What to work on -
1. Reproduce the passage of the miscarriage account starting at "We have three" and ending at "in the dark.".
2. In the miscarriage account, what are the ages of the writer's three children?
3. Pick up the miscarriage account after its last sentence and keep writing it.

I'm new to this. Also I'm male. I hope that's OK. I picked this issue up in the Guardian and thought maybe some old stuff might be useful for comparison with today. It may be old but it's still fresh with me and I'm telling it for the first time in a public space.
We have three children of 24, 21 and 13. A fourth is missing which should have been the third of four. The worst thing about it in a way is that as far as the medical records are concerned it never existed.
I have to say 'it' because non existant children have no gender. Strangely it's dificult to grieve properly for a child who is neuter. You can form no real image of the life that has been snatched so suddenly from your waiting arms.
My wife miscarried in the early hours. She was writhing on our bed in agony, which the on call doctor couldn't relieve. By some miracle our two other children didn't wake. They couldn't be left alone so when the ambulance came she and I were seperated. The thought occurred to me that maybe something could go terribly wrong and she would be alone......It was sickening moment watching the ambulance tail lights disappear in the dark.
I found out later that she had aborted spontaneously at the hospital and then been tidied up internally. However things were not improved by the registrar.
Having learned that the pregnancy was unplanned (only in the sense that we stopped taking preventive measures to let nature take it's course) He assumed that the child was unwanted and she had the impression that he even suspected her of doing something to bring on the abortion.

Data for analysis -
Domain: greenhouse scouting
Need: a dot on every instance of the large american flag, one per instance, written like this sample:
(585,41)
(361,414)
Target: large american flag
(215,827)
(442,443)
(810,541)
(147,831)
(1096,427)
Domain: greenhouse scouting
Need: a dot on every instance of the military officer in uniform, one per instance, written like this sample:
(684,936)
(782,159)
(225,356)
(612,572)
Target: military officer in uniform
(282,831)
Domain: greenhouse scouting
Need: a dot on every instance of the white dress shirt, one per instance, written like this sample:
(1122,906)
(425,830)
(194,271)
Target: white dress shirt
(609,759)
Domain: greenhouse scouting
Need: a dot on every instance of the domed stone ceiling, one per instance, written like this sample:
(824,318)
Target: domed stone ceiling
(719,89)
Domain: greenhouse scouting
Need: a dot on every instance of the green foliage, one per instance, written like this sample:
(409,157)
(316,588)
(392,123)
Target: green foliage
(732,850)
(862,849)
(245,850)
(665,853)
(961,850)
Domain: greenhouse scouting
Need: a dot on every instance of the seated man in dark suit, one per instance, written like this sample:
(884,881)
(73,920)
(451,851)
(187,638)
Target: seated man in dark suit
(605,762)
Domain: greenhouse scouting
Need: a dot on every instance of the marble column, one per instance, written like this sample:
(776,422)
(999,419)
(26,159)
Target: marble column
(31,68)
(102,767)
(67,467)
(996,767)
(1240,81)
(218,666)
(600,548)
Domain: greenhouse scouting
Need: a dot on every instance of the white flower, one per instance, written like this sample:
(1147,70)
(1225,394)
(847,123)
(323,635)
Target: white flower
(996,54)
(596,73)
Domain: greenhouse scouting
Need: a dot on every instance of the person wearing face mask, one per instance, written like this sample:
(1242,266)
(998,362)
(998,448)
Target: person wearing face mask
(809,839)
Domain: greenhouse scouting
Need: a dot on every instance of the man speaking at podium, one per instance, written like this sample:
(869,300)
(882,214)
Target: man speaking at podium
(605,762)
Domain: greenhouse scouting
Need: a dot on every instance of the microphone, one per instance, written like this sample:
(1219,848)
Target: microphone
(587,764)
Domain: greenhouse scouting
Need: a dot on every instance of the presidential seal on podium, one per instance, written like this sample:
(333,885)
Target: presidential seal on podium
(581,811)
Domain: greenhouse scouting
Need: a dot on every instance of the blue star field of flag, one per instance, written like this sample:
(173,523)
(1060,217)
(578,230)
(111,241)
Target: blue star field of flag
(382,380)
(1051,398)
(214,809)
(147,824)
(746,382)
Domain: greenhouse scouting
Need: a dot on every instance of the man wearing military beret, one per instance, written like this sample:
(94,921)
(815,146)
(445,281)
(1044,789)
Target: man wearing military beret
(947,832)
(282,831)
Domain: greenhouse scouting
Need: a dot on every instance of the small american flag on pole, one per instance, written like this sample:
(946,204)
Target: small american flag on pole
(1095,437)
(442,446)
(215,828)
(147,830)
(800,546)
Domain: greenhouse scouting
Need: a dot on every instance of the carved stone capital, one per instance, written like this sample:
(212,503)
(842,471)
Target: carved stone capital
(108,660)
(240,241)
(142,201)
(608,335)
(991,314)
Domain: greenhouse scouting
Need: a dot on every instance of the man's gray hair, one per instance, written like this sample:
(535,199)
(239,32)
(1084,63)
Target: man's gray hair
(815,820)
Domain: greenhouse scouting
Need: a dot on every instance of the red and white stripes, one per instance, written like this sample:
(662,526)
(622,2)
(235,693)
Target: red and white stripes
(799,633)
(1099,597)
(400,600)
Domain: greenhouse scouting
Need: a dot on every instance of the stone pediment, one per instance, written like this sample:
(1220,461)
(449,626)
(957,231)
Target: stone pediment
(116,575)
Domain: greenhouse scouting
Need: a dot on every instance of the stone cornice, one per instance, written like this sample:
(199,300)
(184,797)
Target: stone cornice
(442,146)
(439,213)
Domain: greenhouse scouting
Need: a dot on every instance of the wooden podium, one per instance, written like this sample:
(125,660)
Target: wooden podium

Results for each task -
1.
We have three children of 24, 21 and 13. A fourth is missing which should have been the third of four. The worst thing about it in a way is that as far as the medical records are concerned it never existed.
I have to say 'it' because non existant children have no gender. Strangely it's dificult to grieve properly for a child who is neuter. You can form no real image of the life that has been snatched so suddenly from your waiting arms.
My wife miscarried in the early hours. She was writhing on our bed in agony, which the on call doctor couldn't relieve. By some miracle our two other children didn't wake. They couldn't be left alone so when the ambulance came she and I were seperated. The thought occurred to me that maybe something could go terribly wrong and she would be alone......It was sickening moment watching the ambulance tail lights disappear in the dark.

2. They are 24, 21 and 13.

3.
He proceded to lecture her on the subject of contraception. but he was terribly mistaken. The baby was very much wanted and eagerly anticipated by the whole family. What a thing to do! but there was more to come.
Someone else had been taken in at the same time, and we believe that the bottles containing the two women's 'contents' were mixed up and labled wrongly. By the time we realised, I expect the remains would have been destroyed.
We discovered this at the following clinic when a young doctor who had not been present explained that that if there had once been a foetus, it had been reabsorbed by the body and she had had a kind of false pregnancy as a result. That's what the notes said and the doctor could only read what was written.
My wife said to me 'They're not my notes'. I asked her how she knew and she said 'Because I saw the baby'. All be it fleetingly, she had seen the foetus with her own eyes but the evidence was gone.
We really needed to know why our child had died because our second child was disabled with Spinabifida. If we had lost the third through the same condition our risk of problems with a further pregnancy would be much greater.
As a result of this my wife feared getting pregnant again as she felt she would not cope with more long term medical problems. That is why there is a long gap between our second and our third (normal) child.
I have no wish to forget, my lost son, or daughter;I wish I knew which. The place I kept warm inside is still waiting, and for me I have not three but four children, one of which I have never seen. It seems to me there were three things which could have helped.
a) If there had been some kind of family emergency back up system (there would have been if there had been time on our part to make provision)she could have had the same support from her partner which she had at the birth of all her other children.
b) Recognition that for us, and for many, the foetus was our child, which we were losing; someone who was already in a sense a person to us. Our flesh and blood.
c) The possibility of specialist councelling, (There is an impact on the whole family when these things happen, including other children.)
It has to be said that family and friends can have a big impact on recovery and care inside and outside hospital but not all medical personell actively encourage their participation in their medical strategy.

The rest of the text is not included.